■ **WHAT YOU ARE ASKED TO DO**:
Please continue the article on RSSB and Britain's mainline railway industry, which appears below ahead of the listing, starting after its last sentence.

— start SELECTED PASSAGE —

Smarter safety means smarter business

Posted: 3 December 2008 | | No comments yet

How RSSB’s knowledge, analysis, technical expertise and powerful information and risk management tools deliver a unique mix to the industry across a whole range of subject areas.

How RSSB’s knowledge, analysis, technical expertise and powerful information and risk management tools deliver a unique mix to the industry across a whole range of subject areas.

In the multi-stakeholder GB industry, RSSB builds industry-wide consensus and produces a wide range of products and services to help the industry resolve difficult issues. RSSB’s knowledge, analysis, technical expertise and powerful information and risk management tools deliver a unique mix to the industry across a whole range of subject areas. The critical success factor for the railway is meeting its customers’ needs at reasonable cost – for both passengers and freight.

In Britain, following restructuring and privatisation between 1994 and 1997, the mainline railway industry is composed of many separate organisations, which combine to deliver passenger services and freight transport. These include infrastructure managers, train and freight operating companies, rolling stock companies and suppliers. The government has several roles and there are also independent bodies with regulatory or investigatory roles.

Whilst these organisations are separate from each other, they all need to work closely together to create a safe and efficient railway. Much of the necessary cooperation is delivered by contract or by direct partnership.

— end SELECTED PASSAGE —
— start DATA SEGMENT —

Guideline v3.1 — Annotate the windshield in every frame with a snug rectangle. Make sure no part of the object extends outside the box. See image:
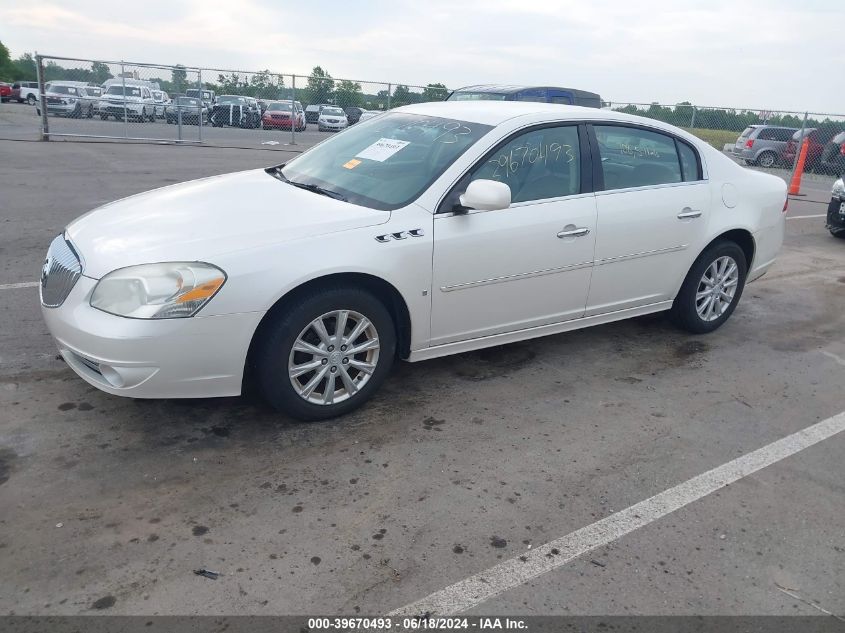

— end DATA SEGMENT —

■ **THE RESULT**:
However, the industry also needs to work together in a more proactive way to achieve increases in capacity, improvements in safety and performance, and reductions in cost. The industry needs to take collective decisions about many technical, economic, and safety issues, taking account of the interactions and interfaces between organisations. Where such cooperation is needed, no single organisation can decide how it should be achieved. It is necessary for different organisations to work together and make decisions based on industry consensus.

This is the purpose of RSSB – to support industry cooperation, provide expertise and deliver knowledge, to help the industry deliver a better railway. We’re independent, not-for-profit, owned and funded by the major industry stakeholders themselves but independent in decision making for any particular part of the industry. This direct connection means we can provide a high level of accessibility and value-for-money to the industry.

During the last five years, the number of people and goods moved by rail has increased dramatically, creating the fastest growing major railway in Europe, while safety performance has continued to improve. Over the last four years, there has been only one accident in which a (single) life was lost.

The industry itself can take credit for growth and safety improvements, as its day-to-day attention to detail and service is core to these achievements, but RSSB has supported and facilitated improvements across a whole range of our services – through research, standards, safety plans, analysis of risk and much more. Figure 1 shows how the rail industry exploits RSSB’s ‘toolkit’ to deliver a safe and sustainable railway.

Research and development

Research and development (R&D) forms an important contribution to the product-range RSSB delivers to the industry. The industry’s rail industry research programme is managed by RSSB, funded by the Department for Transport, and focuses on industry-wide research that no individual company or sector of the industry can address on its own.
The programme provides a capability to develop new knowledge to support industry action and decision making across a range of issues. Research is generally proposed by RSSB members, and it can be undertaken in any area that supports the improved performance of the GB railway system.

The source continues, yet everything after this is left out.